PAGE:
+--

The receiver 211 only sends channel quality information 219 upon receiving data 213a from the transmitter 209. Therefore, the last set of channel quality information 221 is sent when the receiver 211 receives the last portion of the data packet 213a.

The channel quality is measured using any known techniques, for example, the techniques of measuring CIR and S1}R as previously discussed.

The measure of the quality of the channel is carried out using the data signals sent by the transmitter and not a period pilot signal.

At the start of a data packet transmission 217, the transmitter transmits the initial data within the data packet using a pre-determined default MCS level. The pre-determined default MCS level may be set at any level, and must be known to both the transmitting and receiving device. It is preferable to have the MCS level set at a mid point so that the data can still be received successfully without not drastically reducing throughput for a certain range of channel quality. It will be understood that the initial transmission of each data packet may use different pre- determined MCS levels, as will be explained later.

After the initial data within the data packet 213a is transmitted 217, the receiver 211 uses this data to determine the channel quality, as described above. The receiver 211 then sends the channel quality information 219 back to the transmitter 209. The time taken between sending the first portion of the data 217, and the transmitter 209 receiving the channel quality information 219 is depicted in Figure 2b as round trip delay time 225.

+--

RECORDED INFORMATION:
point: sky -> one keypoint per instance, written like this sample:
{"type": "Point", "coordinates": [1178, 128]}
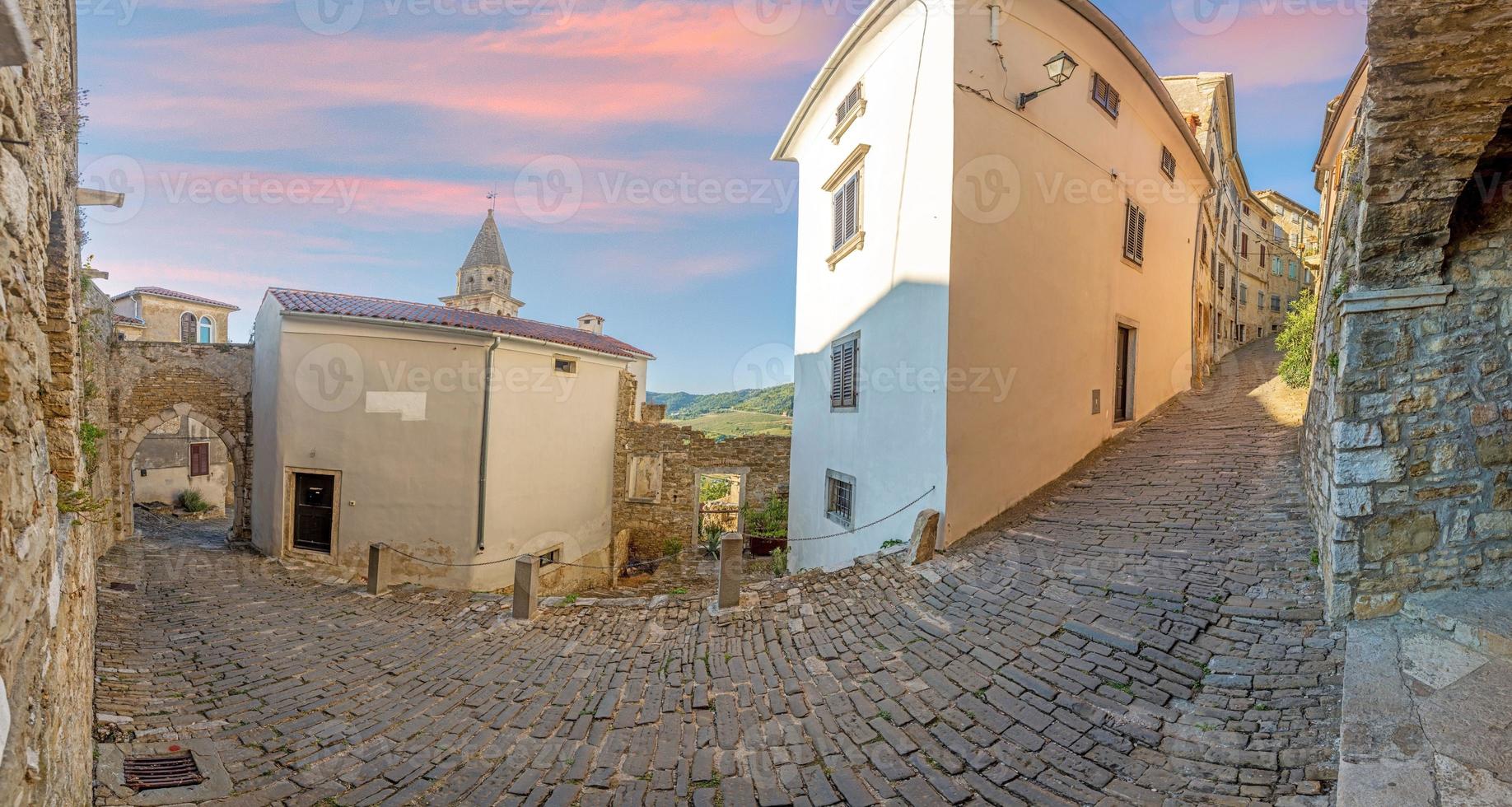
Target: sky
{"type": "Point", "coordinates": [352, 146]}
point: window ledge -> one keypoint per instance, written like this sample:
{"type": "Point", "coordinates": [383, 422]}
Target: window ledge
{"type": "Point", "coordinates": [853, 245]}
{"type": "Point", "coordinates": [850, 117]}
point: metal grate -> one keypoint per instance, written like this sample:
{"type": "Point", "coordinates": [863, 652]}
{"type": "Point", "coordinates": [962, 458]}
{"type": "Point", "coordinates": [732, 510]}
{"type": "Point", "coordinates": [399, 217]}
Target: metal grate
{"type": "Point", "coordinates": [168, 771]}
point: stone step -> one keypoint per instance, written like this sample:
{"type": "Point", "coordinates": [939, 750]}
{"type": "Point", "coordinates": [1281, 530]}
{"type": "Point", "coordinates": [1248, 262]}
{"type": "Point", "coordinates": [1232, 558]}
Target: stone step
{"type": "Point", "coordinates": [1476, 618]}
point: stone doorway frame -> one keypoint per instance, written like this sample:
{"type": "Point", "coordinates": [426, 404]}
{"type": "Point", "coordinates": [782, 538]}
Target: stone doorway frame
{"type": "Point", "coordinates": [240, 484]}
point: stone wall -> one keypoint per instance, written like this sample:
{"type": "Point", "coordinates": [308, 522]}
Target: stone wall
{"type": "Point", "coordinates": [157, 383]}
{"type": "Point", "coordinates": [1408, 440]}
{"type": "Point", "coordinates": [681, 454]}
{"type": "Point", "coordinates": [49, 464]}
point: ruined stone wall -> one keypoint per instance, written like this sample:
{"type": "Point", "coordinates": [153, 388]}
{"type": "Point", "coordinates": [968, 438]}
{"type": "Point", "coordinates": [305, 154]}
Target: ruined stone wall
{"type": "Point", "coordinates": [681, 454]}
{"type": "Point", "coordinates": [49, 464]}
{"type": "Point", "coordinates": [1408, 440]}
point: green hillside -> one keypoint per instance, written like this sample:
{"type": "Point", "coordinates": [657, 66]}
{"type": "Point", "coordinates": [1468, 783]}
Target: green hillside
{"type": "Point", "coordinates": [687, 405]}
{"type": "Point", "coordinates": [740, 423]}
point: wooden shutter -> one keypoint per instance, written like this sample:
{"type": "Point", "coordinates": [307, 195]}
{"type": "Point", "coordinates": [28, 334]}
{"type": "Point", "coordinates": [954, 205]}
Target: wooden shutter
{"type": "Point", "coordinates": [198, 458]}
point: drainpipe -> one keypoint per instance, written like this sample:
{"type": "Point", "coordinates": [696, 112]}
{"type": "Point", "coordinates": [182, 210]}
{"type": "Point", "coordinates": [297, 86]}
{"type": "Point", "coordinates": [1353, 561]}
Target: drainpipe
{"type": "Point", "coordinates": [483, 448]}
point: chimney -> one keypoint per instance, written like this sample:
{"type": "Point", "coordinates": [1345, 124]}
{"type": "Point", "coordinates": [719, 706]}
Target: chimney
{"type": "Point", "coordinates": [591, 322]}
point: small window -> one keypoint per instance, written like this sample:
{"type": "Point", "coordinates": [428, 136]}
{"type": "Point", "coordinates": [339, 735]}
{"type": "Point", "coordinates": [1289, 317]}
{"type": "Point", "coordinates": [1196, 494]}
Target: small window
{"type": "Point", "coordinates": [844, 357]}
{"type": "Point", "coordinates": [1133, 233]}
{"type": "Point", "coordinates": [846, 206]}
{"type": "Point", "coordinates": [848, 105]}
{"type": "Point", "coordinates": [1104, 96]}
{"type": "Point", "coordinates": [839, 497]}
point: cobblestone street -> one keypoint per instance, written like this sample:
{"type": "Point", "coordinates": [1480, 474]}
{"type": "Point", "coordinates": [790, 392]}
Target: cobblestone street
{"type": "Point", "coordinates": [1150, 632]}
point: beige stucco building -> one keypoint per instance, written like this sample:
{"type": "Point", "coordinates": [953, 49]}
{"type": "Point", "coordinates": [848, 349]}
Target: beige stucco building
{"type": "Point", "coordinates": [162, 315]}
{"type": "Point", "coordinates": [452, 436]}
{"type": "Point", "coordinates": [986, 291]}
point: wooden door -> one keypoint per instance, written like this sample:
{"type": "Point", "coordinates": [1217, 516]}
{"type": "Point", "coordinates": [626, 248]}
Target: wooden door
{"type": "Point", "coordinates": [313, 511]}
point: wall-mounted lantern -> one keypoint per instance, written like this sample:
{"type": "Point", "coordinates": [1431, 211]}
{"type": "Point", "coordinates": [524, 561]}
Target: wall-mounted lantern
{"type": "Point", "coordinates": [1060, 67]}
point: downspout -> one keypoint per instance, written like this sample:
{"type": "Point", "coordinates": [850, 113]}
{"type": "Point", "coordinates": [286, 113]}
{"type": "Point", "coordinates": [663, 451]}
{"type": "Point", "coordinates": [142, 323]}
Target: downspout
{"type": "Point", "coordinates": [483, 448]}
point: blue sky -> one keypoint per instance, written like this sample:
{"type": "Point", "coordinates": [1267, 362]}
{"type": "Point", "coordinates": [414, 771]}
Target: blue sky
{"type": "Point", "coordinates": [348, 146]}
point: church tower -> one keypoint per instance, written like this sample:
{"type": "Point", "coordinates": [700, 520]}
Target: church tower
{"type": "Point", "coordinates": [483, 283]}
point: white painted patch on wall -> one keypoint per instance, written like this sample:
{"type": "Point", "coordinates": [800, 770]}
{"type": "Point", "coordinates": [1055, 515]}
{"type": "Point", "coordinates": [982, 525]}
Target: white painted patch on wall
{"type": "Point", "coordinates": [407, 405]}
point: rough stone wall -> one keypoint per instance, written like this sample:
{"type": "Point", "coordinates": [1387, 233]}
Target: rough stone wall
{"type": "Point", "coordinates": [684, 454]}
{"type": "Point", "coordinates": [1410, 427]}
{"type": "Point", "coordinates": [156, 383]}
{"type": "Point", "coordinates": [45, 555]}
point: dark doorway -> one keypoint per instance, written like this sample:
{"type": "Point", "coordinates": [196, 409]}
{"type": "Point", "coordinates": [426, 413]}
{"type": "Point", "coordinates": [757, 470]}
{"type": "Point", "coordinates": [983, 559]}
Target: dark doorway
{"type": "Point", "coordinates": [1124, 385]}
{"type": "Point", "coordinates": [313, 510]}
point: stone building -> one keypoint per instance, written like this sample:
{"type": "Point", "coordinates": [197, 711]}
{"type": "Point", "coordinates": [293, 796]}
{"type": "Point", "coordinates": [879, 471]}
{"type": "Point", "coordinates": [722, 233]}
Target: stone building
{"type": "Point", "coordinates": [55, 441]}
{"type": "Point", "coordinates": [162, 315]}
{"type": "Point", "coordinates": [454, 436]}
{"type": "Point", "coordinates": [1410, 425]}
{"type": "Point", "coordinates": [964, 334]}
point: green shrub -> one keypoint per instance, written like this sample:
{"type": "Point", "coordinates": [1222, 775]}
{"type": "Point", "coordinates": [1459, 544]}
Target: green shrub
{"type": "Point", "coordinates": [193, 502]}
{"type": "Point", "coordinates": [1295, 342]}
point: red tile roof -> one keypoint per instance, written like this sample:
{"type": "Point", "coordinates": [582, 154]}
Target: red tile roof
{"type": "Point", "coordinates": [159, 291]}
{"type": "Point", "coordinates": [396, 310]}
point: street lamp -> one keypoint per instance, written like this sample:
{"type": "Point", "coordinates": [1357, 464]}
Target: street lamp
{"type": "Point", "coordinates": [1060, 67]}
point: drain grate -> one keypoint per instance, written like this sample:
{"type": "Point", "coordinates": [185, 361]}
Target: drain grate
{"type": "Point", "coordinates": [168, 771]}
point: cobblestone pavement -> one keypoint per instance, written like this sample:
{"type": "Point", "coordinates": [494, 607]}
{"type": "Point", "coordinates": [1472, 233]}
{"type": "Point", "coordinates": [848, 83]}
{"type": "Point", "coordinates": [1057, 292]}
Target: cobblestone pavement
{"type": "Point", "coordinates": [1151, 633]}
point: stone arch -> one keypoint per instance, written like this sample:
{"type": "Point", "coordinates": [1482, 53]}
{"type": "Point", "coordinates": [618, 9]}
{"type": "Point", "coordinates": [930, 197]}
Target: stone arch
{"type": "Point", "coordinates": [159, 381]}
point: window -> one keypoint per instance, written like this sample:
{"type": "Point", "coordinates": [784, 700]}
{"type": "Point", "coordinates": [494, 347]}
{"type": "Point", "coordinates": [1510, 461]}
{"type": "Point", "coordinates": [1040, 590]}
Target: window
{"type": "Point", "coordinates": [839, 497]}
{"type": "Point", "coordinates": [846, 209]}
{"type": "Point", "coordinates": [1133, 233]}
{"type": "Point", "coordinates": [198, 459]}
{"type": "Point", "coordinates": [1104, 96]}
{"type": "Point", "coordinates": [844, 357]}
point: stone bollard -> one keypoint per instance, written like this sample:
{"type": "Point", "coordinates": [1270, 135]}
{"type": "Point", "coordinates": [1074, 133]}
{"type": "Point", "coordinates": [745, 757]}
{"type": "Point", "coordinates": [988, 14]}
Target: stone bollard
{"type": "Point", "coordinates": [380, 566]}
{"type": "Point", "coordinates": [526, 585]}
{"type": "Point", "coordinates": [926, 532]}
{"type": "Point", "coordinates": [732, 564]}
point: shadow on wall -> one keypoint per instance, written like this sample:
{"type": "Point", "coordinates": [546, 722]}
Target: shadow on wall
{"type": "Point", "coordinates": [879, 443]}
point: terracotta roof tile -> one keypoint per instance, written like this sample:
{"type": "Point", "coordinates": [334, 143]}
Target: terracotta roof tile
{"type": "Point", "coordinates": [396, 310]}
{"type": "Point", "coordinates": [159, 291]}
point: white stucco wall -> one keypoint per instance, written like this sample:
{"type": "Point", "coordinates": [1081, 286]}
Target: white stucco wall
{"type": "Point", "coordinates": [893, 292]}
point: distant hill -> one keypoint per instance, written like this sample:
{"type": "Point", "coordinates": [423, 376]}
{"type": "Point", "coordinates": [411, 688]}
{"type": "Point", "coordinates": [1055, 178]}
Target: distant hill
{"type": "Point", "coordinates": [687, 405]}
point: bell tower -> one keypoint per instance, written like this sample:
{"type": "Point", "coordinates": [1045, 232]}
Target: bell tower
{"type": "Point", "coordinates": [484, 280]}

+--

WRITTEN TASK:
Please continue the passage on channel quality feedback and MCS levels from the point where it stops.

RIGHT ANSWER:
After this initial delay time 225, the transmitter 209 uses the received channel quality information 219 to set the MCS level to a level more suited to the measured channel quality and the receiver 211 to which the data is being sent. Therefore, for a time period 227 wherein a further portion of the data packet 213a is transmitted, the MCS level is set at an optimum level according to the channel quality.

After the whole data packet 213a has been transmitted, and the receiver 211 has returned the channel quality information 221, the receiver stops sending any further channel quality information until the transmitter 209 starts to transmit the next data packet 213b. There may be a considerable time delay between the data packet 213a and data packet 213b being transmitted over the PAN, and so the pre-determined MCS level used to transmit the first portion 223 of the data packet 21 3b may not be the same pre- determined MCS level as previously used during the later transmission of the earlier data packet 213a. The reason for this is because the channel conditions are likely to have changed, thus varying the channel quality. In this embodiment, the MCS level used to transmit the first portion 223 of the data packet 21 3b is the same pre-determined MCS level as initially used in the transmission of the data packet 213a.

Referring to Figure 3, the AMC operation according to this embodiment is now explained.

The AMC operation starts at step S301. Next, the base station transmits the data to the mobile station using a fixed level MCS at step S303.

The mobile station detects and receives the data being transmitted by the base station, as shown at step S305.

Upon receipt of this initial data, the mobile station (or receiving device) measures the communication channel quality using the received data at step S307. The measurement of channel quality is carried out using known techniques, as explained above.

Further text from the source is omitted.